**TASK:** Please find each line in the listing below that contains the word "green" and copy those lines out.

---------- MATERIAL FOR THIS TASK ----------

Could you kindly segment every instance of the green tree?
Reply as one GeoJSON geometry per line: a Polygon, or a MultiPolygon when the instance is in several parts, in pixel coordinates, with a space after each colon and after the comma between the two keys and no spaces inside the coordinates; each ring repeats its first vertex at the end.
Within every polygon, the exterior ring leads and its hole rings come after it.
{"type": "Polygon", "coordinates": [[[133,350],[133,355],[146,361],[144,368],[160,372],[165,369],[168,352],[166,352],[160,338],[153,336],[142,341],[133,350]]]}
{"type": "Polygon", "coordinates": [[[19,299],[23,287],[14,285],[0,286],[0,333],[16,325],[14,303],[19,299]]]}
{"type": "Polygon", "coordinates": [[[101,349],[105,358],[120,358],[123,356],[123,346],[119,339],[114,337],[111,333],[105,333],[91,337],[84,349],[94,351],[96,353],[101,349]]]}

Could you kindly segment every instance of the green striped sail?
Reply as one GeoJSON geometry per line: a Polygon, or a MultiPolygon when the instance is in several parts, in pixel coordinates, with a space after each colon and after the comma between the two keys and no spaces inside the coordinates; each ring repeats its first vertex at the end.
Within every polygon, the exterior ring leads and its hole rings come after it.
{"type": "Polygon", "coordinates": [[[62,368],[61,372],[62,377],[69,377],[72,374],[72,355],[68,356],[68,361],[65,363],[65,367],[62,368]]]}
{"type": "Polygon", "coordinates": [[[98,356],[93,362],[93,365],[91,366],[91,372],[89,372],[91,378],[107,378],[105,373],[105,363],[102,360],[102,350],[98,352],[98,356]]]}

----------
---------- MATERIAL FOR THIS TASK ----------

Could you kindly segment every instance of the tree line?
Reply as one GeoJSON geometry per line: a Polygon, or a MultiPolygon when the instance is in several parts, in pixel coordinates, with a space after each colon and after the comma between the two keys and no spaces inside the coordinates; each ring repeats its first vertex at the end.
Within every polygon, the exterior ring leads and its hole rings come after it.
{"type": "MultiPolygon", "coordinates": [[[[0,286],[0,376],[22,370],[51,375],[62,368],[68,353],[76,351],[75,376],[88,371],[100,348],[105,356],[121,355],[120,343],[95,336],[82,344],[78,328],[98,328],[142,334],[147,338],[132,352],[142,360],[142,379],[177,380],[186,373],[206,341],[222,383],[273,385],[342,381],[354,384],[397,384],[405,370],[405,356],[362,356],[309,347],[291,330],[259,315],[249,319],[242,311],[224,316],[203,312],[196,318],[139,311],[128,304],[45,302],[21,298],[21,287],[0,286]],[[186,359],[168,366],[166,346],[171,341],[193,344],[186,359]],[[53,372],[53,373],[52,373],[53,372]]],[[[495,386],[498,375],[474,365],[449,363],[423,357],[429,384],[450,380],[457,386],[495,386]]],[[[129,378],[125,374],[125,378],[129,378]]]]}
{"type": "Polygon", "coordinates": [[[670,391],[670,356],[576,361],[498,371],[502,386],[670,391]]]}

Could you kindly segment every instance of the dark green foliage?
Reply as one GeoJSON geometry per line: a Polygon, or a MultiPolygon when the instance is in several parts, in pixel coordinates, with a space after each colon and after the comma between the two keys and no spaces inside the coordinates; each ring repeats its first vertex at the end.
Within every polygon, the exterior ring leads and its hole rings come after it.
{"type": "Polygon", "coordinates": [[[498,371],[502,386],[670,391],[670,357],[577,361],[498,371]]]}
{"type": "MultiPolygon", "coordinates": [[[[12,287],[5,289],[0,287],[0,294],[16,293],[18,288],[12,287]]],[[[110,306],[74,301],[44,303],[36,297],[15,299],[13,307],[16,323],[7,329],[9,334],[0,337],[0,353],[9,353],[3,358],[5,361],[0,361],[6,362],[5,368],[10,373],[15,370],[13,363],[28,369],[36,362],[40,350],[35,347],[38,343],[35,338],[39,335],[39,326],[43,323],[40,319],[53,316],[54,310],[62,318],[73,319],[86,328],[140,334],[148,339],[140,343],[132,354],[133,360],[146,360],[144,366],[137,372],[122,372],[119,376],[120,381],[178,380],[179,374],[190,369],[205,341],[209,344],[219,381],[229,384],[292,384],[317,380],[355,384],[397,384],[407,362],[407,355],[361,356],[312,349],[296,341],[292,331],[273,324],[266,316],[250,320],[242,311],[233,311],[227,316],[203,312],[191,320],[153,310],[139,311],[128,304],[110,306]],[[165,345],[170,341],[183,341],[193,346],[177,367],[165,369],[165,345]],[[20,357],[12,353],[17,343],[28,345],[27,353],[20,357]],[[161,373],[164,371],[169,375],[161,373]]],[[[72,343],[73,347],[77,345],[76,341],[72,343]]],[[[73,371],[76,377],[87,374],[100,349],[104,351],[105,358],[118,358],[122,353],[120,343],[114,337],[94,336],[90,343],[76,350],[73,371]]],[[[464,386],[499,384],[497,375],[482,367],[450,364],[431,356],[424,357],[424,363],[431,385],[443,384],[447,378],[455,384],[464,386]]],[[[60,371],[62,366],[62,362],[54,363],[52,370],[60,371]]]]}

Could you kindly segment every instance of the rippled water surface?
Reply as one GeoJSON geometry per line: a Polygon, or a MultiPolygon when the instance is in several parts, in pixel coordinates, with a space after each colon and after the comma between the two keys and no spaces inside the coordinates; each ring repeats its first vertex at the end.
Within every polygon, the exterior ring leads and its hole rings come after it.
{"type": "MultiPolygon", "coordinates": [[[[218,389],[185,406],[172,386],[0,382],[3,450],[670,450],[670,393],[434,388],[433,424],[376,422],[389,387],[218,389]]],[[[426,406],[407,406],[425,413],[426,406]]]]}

----------

**SOLUTION TO THIS TASK:**
Could you kindly segment every instance of the green tree?
Could you kindly segment every instance of the green striped sail?
Could you kindly segment every instance of the dark green foliage?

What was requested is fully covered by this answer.